> [Text excerpt]:
↓
Design and construction
- Architect: Bronisław Brochwicz-Rogoyski

= PAST (Poland) =

PASTA, also known as PAST-a is the common name for a complex of two buildings located at 37 and 39 Zielna Street in Warsaw, constructed between 1904 and 1910 by the Cedergren Telephone Joint-Stock Company. According to some sources, a single building was constructed in two phases.

The name comes from the initials of the name of the subsequent owner of the property, the PAST (Polska Akcyjna Spółka Telefoniczna; Polish Telephone Joint-Stock Company), less often known as PASTa,

To distinguish the two buildings, the terms "small PASTA" (no. 37) and "large PASTA" (no. 39) are used. Both buildings or just the second one are sometimes referred to as PASTs. The buildings housing the company's district telephone exchanges were also referred to as PASTs. The building was tallest building in Europe in 1908-1911.

It is notable for its main headquarters in the North Downtown (Śródmieście Północne) neighbourhood in Warsaw, which at the time of its completion was the first skyscraper in Poland and the tallest building in Europe. The fight for the building during the Warsaw Uprising of 1944 also added to the legend of the place.
↑
> [Data for review]:
↓
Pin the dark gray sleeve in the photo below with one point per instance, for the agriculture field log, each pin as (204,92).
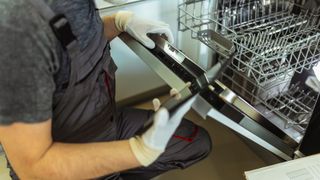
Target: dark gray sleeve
(26,71)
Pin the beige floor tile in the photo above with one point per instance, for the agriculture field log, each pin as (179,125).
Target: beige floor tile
(4,171)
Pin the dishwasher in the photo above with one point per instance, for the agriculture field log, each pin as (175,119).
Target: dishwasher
(269,91)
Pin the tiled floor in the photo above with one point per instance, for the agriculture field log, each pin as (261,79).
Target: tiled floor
(229,159)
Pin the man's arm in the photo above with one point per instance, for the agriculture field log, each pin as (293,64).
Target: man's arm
(34,155)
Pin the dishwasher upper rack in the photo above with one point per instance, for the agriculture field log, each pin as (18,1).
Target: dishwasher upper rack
(270,39)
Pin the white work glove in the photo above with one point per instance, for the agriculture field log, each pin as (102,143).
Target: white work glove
(151,144)
(139,27)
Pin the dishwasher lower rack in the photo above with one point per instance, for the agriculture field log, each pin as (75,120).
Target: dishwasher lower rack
(274,40)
↑
> [What the exercise asks]:
Continue the text about the PASTA buildings in Warsaw, starting right after its final sentence.

> [Your response]:
== History ==
The Swedish-owned company Cedergren won a tender in 1900 to expand the Warsaw telephone network. For that purpose, two buildings were built at Zielna Street in downtown Warsaw, holding the telephone exchange and the company's headquarters.

The building was built between 1904 and 1910 and was constructed in two phases. The lower part, designed by L. Wahlman, I.G. Clason and B. Brochowicz-Rogoyski, was completed in 1904-1905; the upper part was added in 1907-1910. The building was one of the first reinforced concrete constructions of its magnitude in Europe.

The Cedergren licence expired in 1922 and the building was consequently taken over by the PAST company. This is why it was referred to by Varsovians either by the name of Cedergren or PAST, or, colloquially, "Pasta" (Paste). During the German occupation of Poland, it was the regional telephone centre for General Government. During the Warsaw Uprising, on August 20, 1944, the building was captured by Polish insurgents of AK battalion "Kiliński” after 20 days of bloody fighting. The building was severely damaged. It was rebuilt in a simplified architectural form after World War II. The company was not recreated after the war, and its assets were nationalised by the Polish communist authorities.

The historic Próżna Street is right around the corner of the building.

In 2003, Kotwica, a World War II emblem of the Polish Underground State and Armia Krajowa, was placed on top of the company's former headquarters.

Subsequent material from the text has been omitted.